Start of Data extracts

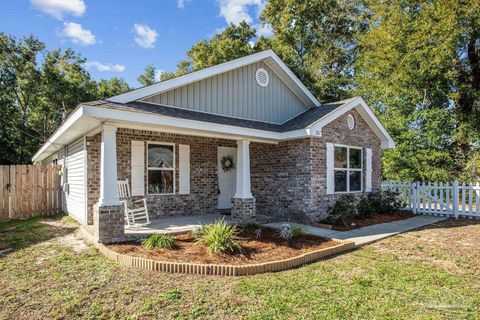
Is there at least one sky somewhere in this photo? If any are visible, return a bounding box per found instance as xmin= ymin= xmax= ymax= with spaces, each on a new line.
xmin=0 ymin=0 xmax=272 ymax=87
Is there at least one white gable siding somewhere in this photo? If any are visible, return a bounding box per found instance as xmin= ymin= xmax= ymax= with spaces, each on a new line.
xmin=64 ymin=137 xmax=86 ymax=224
xmin=141 ymin=62 xmax=308 ymax=124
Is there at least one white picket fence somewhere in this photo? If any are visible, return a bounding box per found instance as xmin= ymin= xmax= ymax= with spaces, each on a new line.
xmin=382 ymin=181 xmax=480 ymax=218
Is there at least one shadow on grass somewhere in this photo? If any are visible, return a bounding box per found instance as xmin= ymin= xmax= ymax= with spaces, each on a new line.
xmin=0 ymin=213 xmax=77 ymax=255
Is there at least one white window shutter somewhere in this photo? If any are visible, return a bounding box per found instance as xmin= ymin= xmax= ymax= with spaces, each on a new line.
xmin=365 ymin=148 xmax=372 ymax=192
xmin=179 ymin=144 xmax=190 ymax=194
xmin=131 ymin=141 xmax=145 ymax=196
xmin=326 ymin=143 xmax=335 ymax=195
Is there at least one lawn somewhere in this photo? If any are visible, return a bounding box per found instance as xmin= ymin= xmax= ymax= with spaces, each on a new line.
xmin=0 ymin=215 xmax=479 ymax=319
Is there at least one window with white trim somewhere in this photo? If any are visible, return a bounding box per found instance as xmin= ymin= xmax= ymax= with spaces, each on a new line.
xmin=334 ymin=146 xmax=362 ymax=193
xmin=147 ymin=143 xmax=175 ymax=194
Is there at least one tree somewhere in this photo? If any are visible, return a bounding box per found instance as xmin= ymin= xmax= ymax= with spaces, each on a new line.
xmin=0 ymin=33 xmax=45 ymax=164
xmin=355 ymin=0 xmax=480 ymax=181
xmin=176 ymin=22 xmax=259 ymax=74
xmin=0 ymin=33 xmax=131 ymax=164
xmin=261 ymin=0 xmax=367 ymax=102
xmin=137 ymin=65 xmax=156 ymax=86
xmin=97 ymin=77 xmax=131 ymax=99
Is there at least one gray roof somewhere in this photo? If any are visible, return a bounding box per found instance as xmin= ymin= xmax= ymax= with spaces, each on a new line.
xmin=84 ymin=98 xmax=354 ymax=132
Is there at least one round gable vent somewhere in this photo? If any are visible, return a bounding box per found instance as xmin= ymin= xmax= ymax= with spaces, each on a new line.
xmin=347 ymin=114 xmax=355 ymax=130
xmin=255 ymin=68 xmax=269 ymax=87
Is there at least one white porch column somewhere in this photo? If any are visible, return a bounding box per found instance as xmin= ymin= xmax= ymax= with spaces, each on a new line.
xmin=97 ymin=124 xmax=120 ymax=206
xmin=234 ymin=139 xmax=253 ymax=199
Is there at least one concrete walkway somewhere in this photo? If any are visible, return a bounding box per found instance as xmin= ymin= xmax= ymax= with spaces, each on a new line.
xmin=264 ymin=215 xmax=447 ymax=246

End of Data extracts

Assignment: Repeat all of the records verbatim, leaving out the pictures.

Response:
Is there at least one sky somewhere in this photo? If any are visible, return a bounding box per found instance as xmin= ymin= xmax= ymax= with spaces, each on a new line.
xmin=0 ymin=0 xmax=272 ymax=87
Is there at least one white gable siding somewhere in this photo? If any are visible, return a bounding box per found instance as xmin= ymin= xmax= ymax= with spaces, each on a new line.
xmin=64 ymin=137 xmax=86 ymax=224
xmin=141 ymin=62 xmax=308 ymax=124
Is there at least one white picket fence somewhere in this photo? If any are visible, return a bounding box per found instance as xmin= ymin= xmax= ymax= with spaces, each on a new line.
xmin=382 ymin=181 xmax=480 ymax=218
Is there at least one shadow on grass somewhere in this photo? If any are visible, return a bounding box per found instance as xmin= ymin= xmax= ymax= with spaces, each on a new line.
xmin=0 ymin=213 xmax=77 ymax=255
Is there at least one white window shutter somewhere in this photo? If any are visible, return a bounding box per found instance as xmin= ymin= xmax= ymax= with spaces, each on a new line.
xmin=365 ymin=148 xmax=372 ymax=192
xmin=179 ymin=144 xmax=190 ymax=194
xmin=131 ymin=141 xmax=145 ymax=196
xmin=326 ymin=143 xmax=335 ymax=195
Is there at least one lawn somewhere in this photo? If any are visible, return a bounding box per found instance as xmin= ymin= xmax= ymax= with spaces, each on a new line.
xmin=0 ymin=215 xmax=479 ymax=319
Is there at least one window with white trim somewhere in this photo? If any are visible, return a bounding box per found instance as xmin= ymin= xmax= ymax= with spaces, each on a new line.
xmin=334 ymin=146 xmax=362 ymax=193
xmin=147 ymin=143 xmax=175 ymax=194
Is there at least one tree somewhere in this photo? If any are visible, return a bounding box per found instance as xmin= ymin= xmax= ymax= with spaces, each on a new line.
xmin=0 ymin=33 xmax=45 ymax=164
xmin=355 ymin=0 xmax=480 ymax=181
xmin=176 ymin=22 xmax=259 ymax=74
xmin=0 ymin=33 xmax=131 ymax=164
xmin=261 ymin=0 xmax=367 ymax=102
xmin=137 ymin=65 xmax=156 ymax=86
xmin=97 ymin=77 xmax=131 ymax=99
Is there at least one gray roof somewhere in this photo? If any are visible, return a bounding box per found instance as xmin= ymin= xmax= ymax= with spaces, each on a new line.
xmin=84 ymin=98 xmax=354 ymax=132
Is there at least one round gable vent somewhere in this photo? If any are visible, return a bounding box per found instance as xmin= ymin= xmax= ymax= with spaces, each on a new line.
xmin=347 ymin=114 xmax=355 ymax=130
xmin=255 ymin=68 xmax=269 ymax=87
Is there at least one white porch column somewhere in this photo? If any are visible, return a bounding box per found instance as xmin= ymin= xmax= ymax= with spaces, each on a new line.
xmin=97 ymin=124 xmax=120 ymax=206
xmin=234 ymin=139 xmax=253 ymax=199
Is there at least one concrete walkway somewhere in this photo? If any are visible, return a bounding box per found instance as xmin= ymin= xmax= ymax= with spaces, each on a new line.
xmin=264 ymin=215 xmax=447 ymax=246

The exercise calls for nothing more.